● **Problem requirements**: Lay out the records, starting at the beginning of the records and ending at the line containing "[(94, 102)]", as a two-column CSV with columns named "prompt" and "response". Give one row per instruction, with its text and its answer each in a single quoted field and line breaks turned into spaces.

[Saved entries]

━━━━━━━━

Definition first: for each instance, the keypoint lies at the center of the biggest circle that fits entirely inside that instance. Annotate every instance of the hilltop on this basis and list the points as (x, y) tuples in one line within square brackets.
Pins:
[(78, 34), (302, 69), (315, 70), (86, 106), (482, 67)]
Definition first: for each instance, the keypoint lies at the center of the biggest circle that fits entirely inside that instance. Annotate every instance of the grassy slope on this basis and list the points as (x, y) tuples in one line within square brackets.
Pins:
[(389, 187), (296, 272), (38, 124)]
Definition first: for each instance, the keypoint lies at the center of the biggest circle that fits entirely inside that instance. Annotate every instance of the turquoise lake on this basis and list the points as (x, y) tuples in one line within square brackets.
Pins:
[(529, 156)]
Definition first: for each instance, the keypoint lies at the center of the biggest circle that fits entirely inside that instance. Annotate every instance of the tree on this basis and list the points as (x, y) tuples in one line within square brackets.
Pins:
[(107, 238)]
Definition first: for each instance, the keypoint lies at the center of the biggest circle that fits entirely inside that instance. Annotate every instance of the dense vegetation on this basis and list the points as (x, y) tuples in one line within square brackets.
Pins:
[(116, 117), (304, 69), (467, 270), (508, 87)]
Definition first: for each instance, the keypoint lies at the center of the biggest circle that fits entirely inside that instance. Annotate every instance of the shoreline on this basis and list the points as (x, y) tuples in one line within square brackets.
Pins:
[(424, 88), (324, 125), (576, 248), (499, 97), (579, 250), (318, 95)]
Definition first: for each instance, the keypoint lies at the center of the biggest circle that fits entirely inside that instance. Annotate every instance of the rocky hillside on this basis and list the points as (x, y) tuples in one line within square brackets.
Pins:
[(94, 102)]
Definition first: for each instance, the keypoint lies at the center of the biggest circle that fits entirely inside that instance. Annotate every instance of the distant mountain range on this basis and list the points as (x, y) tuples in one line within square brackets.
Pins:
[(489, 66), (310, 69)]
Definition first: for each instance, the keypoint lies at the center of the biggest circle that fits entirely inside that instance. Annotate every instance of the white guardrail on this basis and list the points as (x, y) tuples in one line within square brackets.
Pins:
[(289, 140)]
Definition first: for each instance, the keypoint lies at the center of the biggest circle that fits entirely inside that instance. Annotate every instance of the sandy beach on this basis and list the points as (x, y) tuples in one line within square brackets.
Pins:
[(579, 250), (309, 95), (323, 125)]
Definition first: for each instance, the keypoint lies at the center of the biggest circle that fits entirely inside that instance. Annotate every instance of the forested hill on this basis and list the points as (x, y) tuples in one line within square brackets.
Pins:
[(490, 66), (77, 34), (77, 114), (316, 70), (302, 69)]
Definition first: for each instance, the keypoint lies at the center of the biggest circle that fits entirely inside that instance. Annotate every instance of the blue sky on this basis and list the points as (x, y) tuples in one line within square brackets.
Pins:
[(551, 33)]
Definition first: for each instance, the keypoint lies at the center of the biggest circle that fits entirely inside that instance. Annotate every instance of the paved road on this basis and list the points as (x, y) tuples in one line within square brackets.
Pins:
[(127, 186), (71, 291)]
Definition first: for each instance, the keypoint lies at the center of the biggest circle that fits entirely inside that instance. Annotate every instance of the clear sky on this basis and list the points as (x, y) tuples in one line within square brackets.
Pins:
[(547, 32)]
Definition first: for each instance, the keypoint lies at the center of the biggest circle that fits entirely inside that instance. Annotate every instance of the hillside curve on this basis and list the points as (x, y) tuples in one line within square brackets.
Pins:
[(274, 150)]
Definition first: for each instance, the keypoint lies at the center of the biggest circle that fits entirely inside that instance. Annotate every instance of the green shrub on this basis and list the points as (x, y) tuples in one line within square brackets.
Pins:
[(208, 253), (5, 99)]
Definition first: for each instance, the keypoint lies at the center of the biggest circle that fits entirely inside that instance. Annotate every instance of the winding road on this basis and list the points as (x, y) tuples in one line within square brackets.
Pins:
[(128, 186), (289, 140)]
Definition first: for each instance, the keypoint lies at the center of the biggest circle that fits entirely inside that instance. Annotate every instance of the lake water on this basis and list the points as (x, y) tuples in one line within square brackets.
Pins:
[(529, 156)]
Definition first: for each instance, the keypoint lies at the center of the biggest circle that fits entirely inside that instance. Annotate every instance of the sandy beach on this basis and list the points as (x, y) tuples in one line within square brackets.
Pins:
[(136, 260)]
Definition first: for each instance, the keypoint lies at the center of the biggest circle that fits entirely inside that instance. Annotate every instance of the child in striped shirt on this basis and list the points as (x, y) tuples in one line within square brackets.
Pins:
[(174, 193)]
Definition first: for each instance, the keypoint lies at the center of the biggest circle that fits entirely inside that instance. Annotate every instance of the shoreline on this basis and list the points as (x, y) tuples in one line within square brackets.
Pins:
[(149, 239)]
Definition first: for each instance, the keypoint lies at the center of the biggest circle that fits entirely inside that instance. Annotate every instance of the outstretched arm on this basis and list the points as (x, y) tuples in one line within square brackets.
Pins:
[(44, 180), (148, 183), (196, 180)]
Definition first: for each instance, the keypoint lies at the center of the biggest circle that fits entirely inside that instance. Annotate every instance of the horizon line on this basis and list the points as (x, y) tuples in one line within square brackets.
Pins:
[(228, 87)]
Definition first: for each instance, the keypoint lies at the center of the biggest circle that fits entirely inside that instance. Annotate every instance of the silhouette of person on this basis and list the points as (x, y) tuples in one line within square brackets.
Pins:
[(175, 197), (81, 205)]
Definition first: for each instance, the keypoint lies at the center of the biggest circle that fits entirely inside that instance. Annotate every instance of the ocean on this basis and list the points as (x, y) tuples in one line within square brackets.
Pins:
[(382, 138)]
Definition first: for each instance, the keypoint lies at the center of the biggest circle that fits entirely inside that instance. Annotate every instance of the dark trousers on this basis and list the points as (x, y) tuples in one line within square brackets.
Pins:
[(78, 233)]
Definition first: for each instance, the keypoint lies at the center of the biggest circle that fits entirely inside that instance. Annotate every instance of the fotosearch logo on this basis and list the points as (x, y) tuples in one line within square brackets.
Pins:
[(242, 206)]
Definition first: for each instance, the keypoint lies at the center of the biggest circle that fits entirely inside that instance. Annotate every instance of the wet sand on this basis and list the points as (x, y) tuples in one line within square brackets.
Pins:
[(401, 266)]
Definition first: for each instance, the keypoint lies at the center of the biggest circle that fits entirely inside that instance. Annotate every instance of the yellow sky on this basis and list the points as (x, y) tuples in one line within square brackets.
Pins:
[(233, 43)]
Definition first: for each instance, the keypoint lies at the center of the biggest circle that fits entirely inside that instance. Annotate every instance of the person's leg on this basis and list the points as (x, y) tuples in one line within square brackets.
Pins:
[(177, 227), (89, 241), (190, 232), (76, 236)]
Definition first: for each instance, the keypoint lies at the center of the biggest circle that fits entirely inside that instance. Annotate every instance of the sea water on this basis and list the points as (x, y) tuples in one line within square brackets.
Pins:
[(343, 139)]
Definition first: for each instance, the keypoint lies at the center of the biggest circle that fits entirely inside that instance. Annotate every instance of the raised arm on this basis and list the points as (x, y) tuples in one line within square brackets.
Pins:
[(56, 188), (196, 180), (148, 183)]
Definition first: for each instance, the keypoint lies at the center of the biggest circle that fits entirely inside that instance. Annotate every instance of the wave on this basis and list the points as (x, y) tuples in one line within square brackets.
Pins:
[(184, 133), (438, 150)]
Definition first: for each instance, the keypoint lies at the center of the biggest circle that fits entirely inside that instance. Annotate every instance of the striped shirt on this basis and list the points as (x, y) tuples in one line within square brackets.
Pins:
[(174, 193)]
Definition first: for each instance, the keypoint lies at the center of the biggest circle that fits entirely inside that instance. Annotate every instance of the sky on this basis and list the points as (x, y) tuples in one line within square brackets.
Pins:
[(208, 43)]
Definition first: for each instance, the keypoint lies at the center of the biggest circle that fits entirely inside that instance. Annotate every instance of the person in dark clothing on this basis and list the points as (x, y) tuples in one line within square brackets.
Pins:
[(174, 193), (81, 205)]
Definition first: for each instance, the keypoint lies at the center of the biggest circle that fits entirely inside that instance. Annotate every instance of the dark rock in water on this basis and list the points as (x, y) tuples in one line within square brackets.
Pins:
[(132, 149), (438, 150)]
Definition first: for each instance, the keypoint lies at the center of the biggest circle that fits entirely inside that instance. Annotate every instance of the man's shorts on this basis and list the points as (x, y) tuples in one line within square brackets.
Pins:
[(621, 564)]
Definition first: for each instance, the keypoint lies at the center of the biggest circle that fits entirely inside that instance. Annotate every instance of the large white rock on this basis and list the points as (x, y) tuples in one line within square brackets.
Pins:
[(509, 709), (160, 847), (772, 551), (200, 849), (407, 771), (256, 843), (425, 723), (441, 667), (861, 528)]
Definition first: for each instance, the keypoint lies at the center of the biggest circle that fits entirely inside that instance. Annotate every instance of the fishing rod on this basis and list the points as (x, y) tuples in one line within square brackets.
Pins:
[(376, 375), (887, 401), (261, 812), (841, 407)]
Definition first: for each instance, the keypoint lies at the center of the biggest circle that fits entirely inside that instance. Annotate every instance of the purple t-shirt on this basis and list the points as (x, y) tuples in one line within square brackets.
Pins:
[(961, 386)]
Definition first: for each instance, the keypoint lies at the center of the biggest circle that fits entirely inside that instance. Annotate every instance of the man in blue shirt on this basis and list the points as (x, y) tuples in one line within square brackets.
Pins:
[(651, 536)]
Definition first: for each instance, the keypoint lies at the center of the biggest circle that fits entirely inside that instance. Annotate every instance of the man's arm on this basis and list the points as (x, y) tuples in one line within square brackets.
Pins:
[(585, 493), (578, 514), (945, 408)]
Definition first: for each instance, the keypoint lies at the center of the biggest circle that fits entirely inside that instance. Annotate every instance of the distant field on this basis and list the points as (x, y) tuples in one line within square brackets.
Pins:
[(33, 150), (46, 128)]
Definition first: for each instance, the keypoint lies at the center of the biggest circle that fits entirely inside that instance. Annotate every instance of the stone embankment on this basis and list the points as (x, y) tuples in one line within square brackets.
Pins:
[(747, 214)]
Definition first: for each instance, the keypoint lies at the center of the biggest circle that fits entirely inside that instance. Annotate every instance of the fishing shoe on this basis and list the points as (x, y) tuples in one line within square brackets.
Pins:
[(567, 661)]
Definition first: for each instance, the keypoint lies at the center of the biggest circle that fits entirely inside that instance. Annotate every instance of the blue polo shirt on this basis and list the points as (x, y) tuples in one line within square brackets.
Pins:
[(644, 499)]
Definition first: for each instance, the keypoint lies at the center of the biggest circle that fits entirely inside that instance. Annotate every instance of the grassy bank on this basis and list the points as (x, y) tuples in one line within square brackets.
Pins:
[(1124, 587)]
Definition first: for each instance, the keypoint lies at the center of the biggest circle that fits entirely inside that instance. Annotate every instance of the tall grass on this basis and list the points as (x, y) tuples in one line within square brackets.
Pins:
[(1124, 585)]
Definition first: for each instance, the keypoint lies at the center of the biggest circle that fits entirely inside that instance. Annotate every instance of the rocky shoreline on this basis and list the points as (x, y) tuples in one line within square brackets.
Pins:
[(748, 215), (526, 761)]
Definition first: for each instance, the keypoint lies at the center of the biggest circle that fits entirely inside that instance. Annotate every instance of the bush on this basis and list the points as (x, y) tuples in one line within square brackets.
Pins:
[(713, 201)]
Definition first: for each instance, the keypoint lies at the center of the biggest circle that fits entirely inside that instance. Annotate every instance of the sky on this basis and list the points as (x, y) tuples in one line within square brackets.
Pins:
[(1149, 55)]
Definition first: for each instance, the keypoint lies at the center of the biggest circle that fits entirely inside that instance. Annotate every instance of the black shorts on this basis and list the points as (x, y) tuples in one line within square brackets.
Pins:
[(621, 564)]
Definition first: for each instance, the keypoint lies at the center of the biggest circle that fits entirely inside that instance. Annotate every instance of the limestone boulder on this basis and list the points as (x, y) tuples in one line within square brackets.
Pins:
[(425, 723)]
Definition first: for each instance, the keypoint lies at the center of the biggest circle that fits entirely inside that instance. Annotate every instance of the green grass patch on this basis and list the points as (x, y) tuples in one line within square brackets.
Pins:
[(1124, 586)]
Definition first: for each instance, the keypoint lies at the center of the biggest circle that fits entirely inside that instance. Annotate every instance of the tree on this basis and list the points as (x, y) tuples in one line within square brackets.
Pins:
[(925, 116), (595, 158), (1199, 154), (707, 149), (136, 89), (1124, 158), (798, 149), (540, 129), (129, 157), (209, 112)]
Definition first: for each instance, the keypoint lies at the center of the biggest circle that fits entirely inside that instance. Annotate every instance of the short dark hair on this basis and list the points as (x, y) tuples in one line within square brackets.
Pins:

━━━━━━━━

● **Result of the task**:
prompt,response
"Definition first: for each instance, the keypoint lies at the center of the biggest circle that fits entirely inside that instance. Annotate every instance of the hilltop on this basis and list the points as (x, y) tuples in one line within square brackets. Pins:","[(78, 34), (302, 69), (315, 70), (86, 106), (482, 67)]"
"Definition first: for each instance, the keypoint lies at the center of the biggest circle that fits entirely inside that instance. Annotate every instance of the grassy slope on this basis and list the points as (x, y) tuples in one line within square brackets. Pins:","[(389, 187), (296, 272), (38, 124)]"
"Definition first: for each instance, the keypoint lies at the center of the biggest circle that fits entirely inside that instance. Annotate every instance of the turquoise lake on this basis and list the points as (x, y) tuples in one line within square brackets. Pins:","[(529, 156)]"
"Definition first: for each instance, the keypoint lies at the center of the biggest circle that fits entirely inside that instance. Annotate every instance of the tree on this basis and list the points as (x, y) tuples in one line within square brackets. Pins:","[(107, 238)]"
"Definition first: for each instance, the keypoint lies at the center of the biggest circle that fits entirely inside that instance. Annotate every instance of the dense vegetation on this basis and list the points as (x, y) tuples in one line within square brackets. Pins:","[(116, 117), (304, 69), (467, 270), (508, 87)]"
"Definition first: for each instance, the keypoint lies at the center of the biggest circle that fits entirely inside that instance. Annotate every instance of the shoreline on this basis and list the points as (x, y) tuples in one line within square brackets. Pins:","[(424, 88), (324, 125), (576, 248), (499, 97), (579, 250), (318, 95)]"
"Definition first: for each instance, the keypoint lies at the center of the biggest circle that fits entirely inside that instance. Annotate every instance of the rocky hillside on this basis and list the points as (x, y) tuples in one line within square brackets. Pins:","[(94, 102)]"